What you are asked to do:
Pull out each line of the material below that contains the string "cuff".

Labeled-object pointing entries:
Start
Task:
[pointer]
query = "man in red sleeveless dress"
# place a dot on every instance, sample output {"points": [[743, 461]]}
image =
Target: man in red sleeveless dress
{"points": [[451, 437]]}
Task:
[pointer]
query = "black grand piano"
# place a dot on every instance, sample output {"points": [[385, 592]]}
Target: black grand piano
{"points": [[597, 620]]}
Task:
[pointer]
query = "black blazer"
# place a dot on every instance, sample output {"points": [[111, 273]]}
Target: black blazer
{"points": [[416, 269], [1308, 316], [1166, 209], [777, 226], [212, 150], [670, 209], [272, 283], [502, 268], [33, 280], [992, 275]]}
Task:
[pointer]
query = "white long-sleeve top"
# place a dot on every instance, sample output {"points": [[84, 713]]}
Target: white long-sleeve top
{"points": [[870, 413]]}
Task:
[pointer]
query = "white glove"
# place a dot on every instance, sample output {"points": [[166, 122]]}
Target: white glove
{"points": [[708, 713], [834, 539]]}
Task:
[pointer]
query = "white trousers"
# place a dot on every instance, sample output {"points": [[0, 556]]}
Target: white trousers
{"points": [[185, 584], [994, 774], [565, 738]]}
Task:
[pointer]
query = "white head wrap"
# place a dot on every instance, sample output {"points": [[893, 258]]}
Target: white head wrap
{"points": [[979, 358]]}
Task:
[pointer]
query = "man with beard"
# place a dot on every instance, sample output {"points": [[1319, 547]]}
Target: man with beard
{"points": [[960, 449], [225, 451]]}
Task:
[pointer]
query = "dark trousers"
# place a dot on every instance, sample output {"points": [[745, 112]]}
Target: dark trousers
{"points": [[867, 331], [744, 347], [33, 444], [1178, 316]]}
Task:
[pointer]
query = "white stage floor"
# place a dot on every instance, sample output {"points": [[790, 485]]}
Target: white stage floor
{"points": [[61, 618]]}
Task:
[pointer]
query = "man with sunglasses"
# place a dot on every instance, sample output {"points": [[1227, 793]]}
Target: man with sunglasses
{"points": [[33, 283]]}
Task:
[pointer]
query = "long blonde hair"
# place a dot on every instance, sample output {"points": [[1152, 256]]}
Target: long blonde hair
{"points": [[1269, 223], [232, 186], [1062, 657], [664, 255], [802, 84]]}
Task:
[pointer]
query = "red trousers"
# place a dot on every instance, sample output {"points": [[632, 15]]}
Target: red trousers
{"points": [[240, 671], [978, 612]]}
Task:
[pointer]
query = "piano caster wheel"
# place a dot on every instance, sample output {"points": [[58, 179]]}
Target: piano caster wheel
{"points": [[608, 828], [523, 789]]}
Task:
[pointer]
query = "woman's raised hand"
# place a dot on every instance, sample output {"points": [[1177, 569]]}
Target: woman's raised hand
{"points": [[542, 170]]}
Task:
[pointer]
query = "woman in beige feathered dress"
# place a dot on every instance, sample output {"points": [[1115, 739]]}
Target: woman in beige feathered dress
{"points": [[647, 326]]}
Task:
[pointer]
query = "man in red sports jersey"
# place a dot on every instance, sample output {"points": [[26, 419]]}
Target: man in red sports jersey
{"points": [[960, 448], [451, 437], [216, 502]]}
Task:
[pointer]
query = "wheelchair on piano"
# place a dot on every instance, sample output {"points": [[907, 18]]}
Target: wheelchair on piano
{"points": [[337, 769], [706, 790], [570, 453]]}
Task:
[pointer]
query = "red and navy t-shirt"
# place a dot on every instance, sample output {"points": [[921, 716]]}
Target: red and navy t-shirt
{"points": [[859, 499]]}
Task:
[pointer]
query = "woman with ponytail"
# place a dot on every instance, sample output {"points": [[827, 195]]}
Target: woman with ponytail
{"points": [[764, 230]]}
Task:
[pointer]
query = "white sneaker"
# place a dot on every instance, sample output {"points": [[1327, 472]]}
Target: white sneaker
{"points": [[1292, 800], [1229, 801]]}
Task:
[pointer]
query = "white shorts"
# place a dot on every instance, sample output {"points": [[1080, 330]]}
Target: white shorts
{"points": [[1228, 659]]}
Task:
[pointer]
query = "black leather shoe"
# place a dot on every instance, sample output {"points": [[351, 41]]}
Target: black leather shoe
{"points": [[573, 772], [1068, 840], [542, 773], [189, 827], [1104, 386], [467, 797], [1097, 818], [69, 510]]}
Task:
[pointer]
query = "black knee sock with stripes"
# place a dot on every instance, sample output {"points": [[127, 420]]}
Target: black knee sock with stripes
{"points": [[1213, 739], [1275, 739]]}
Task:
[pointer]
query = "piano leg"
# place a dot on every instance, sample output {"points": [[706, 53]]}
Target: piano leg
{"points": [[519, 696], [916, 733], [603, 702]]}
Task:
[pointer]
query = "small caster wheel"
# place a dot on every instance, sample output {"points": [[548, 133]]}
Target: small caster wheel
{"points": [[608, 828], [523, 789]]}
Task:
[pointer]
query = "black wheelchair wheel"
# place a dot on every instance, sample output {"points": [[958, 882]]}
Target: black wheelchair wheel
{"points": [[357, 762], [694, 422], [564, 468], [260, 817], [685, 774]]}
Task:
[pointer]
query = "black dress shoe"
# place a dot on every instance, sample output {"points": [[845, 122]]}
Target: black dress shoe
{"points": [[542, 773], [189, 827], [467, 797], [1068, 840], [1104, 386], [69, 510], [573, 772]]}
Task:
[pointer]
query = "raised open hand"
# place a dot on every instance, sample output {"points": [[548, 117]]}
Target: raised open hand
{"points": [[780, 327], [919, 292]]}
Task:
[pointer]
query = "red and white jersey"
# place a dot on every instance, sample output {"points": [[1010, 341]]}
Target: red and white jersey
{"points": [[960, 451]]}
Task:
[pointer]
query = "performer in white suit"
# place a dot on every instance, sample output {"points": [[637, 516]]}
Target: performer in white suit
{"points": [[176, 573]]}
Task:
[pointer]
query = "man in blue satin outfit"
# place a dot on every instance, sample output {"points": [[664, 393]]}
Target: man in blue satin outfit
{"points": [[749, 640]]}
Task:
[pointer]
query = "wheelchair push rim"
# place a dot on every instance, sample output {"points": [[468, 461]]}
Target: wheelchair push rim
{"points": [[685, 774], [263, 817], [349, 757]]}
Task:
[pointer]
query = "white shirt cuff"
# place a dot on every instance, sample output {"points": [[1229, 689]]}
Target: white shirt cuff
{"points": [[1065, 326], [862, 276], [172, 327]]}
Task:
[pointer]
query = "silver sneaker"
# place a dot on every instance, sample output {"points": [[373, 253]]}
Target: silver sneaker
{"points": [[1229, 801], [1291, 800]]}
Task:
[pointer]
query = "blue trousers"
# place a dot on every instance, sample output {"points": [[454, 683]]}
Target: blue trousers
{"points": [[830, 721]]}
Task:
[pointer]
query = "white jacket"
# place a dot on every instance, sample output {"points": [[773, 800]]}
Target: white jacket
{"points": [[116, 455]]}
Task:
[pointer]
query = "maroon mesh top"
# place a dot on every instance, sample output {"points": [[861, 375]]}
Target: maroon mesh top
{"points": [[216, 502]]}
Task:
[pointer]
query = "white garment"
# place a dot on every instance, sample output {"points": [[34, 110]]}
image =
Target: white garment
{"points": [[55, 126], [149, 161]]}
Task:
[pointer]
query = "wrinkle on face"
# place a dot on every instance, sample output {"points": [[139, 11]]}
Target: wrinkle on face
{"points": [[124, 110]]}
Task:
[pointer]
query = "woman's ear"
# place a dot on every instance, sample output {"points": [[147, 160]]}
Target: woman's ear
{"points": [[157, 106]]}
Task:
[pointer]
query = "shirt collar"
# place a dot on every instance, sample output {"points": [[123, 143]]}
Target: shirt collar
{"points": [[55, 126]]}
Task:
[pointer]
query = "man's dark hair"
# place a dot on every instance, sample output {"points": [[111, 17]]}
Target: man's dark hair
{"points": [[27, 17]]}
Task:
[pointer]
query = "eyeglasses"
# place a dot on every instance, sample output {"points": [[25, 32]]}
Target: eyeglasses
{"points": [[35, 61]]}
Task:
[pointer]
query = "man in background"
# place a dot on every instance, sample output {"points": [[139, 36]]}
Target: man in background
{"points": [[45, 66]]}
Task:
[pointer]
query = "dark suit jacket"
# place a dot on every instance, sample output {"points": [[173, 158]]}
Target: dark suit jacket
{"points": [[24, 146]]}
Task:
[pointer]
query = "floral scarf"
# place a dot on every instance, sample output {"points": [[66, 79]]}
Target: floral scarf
End
Full response:
query = "white shirt cuff"
Target: white shirt cuff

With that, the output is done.